Goal :: Reproduce word for word the part of the rows that opens with the line containing "Target: person taking photo with phone" and continues through the end of the rows, including both that first line and the last line.

Data provided ::
####################
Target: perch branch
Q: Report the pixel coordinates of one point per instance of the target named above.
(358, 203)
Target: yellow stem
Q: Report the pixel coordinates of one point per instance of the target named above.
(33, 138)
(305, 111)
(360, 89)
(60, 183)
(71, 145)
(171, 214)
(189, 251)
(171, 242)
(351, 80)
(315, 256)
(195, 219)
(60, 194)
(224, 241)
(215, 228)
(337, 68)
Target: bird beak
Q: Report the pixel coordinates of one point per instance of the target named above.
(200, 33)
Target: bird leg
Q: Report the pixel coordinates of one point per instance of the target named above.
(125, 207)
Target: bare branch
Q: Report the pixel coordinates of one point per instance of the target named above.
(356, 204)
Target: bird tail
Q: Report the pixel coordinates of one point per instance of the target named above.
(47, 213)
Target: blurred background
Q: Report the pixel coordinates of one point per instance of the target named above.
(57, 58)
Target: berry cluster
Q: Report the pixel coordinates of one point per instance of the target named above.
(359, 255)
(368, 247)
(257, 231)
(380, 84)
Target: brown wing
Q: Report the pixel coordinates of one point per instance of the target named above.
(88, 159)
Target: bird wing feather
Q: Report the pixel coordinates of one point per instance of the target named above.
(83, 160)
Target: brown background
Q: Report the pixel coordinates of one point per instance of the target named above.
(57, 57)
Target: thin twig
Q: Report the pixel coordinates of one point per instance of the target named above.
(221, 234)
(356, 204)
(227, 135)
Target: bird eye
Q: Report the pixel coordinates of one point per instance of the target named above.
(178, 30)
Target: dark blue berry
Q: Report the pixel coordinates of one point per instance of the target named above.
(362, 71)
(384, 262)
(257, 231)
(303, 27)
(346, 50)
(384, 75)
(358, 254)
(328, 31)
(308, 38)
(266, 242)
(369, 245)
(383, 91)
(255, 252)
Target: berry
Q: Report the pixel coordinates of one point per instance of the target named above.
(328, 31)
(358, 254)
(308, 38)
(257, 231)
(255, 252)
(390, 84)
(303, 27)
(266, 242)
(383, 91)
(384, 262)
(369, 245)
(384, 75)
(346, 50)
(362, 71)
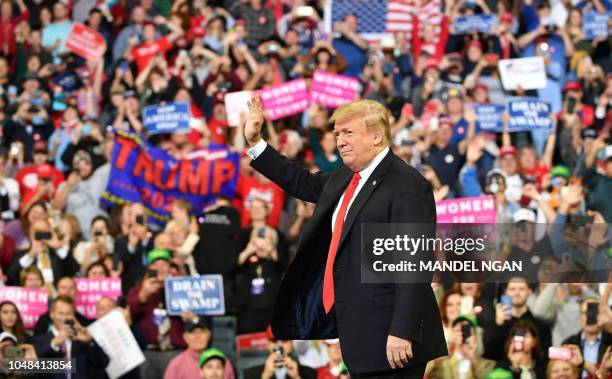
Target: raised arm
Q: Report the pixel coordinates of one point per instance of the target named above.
(288, 175)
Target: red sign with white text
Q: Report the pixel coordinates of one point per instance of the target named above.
(85, 42)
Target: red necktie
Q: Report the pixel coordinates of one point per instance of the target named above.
(328, 279)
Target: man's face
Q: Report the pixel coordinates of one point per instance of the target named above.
(66, 287)
(562, 370)
(212, 369)
(197, 339)
(519, 292)
(356, 144)
(162, 267)
(138, 15)
(59, 11)
(61, 312)
(351, 23)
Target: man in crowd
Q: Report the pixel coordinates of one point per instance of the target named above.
(69, 339)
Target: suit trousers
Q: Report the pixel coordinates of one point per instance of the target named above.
(413, 372)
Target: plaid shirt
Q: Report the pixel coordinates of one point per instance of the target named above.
(260, 24)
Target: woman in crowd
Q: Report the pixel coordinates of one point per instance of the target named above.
(100, 244)
(11, 322)
(524, 356)
(31, 277)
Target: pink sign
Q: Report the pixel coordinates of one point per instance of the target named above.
(285, 99)
(90, 291)
(477, 210)
(85, 42)
(31, 302)
(333, 90)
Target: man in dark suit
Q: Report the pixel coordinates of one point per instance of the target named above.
(386, 330)
(70, 340)
(592, 340)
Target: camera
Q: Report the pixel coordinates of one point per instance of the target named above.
(42, 235)
(13, 352)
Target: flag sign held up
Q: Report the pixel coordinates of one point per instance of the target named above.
(167, 118)
(201, 295)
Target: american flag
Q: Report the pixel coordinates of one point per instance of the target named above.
(398, 16)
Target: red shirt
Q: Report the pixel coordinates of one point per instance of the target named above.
(142, 54)
(536, 173)
(27, 178)
(249, 188)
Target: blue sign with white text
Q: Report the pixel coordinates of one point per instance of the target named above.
(167, 118)
(528, 114)
(483, 23)
(489, 117)
(202, 295)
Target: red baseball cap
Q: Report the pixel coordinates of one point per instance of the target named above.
(507, 150)
(40, 147)
(572, 85)
(45, 171)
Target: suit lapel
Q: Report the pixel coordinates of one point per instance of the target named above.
(329, 198)
(362, 197)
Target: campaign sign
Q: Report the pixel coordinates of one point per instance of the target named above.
(333, 90)
(31, 302)
(85, 42)
(145, 174)
(91, 290)
(528, 114)
(483, 23)
(489, 117)
(473, 210)
(113, 335)
(529, 73)
(285, 99)
(201, 295)
(235, 104)
(595, 24)
(167, 118)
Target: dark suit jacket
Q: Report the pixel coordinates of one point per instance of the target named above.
(60, 267)
(44, 322)
(90, 359)
(364, 314)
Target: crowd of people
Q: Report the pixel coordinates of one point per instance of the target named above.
(59, 113)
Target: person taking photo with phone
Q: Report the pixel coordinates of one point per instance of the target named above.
(260, 271)
(592, 340)
(465, 361)
(524, 352)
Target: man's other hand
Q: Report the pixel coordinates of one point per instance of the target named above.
(254, 121)
(399, 351)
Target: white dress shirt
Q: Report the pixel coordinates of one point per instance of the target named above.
(365, 174)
####################
Complete answer ::
Target: person taking photo with phone
Q: Report the pixel coordinates of one point per instance of the target named above.
(260, 271)
(592, 340)
(465, 361)
(524, 352)
Target: man's other hand
Q: Report the pixel coordinates of one point per instance of the target named above.
(254, 121)
(399, 351)
Target: white dress shirt
Q: Report the pixel coordinates of one point per instance of the target named above.
(365, 174)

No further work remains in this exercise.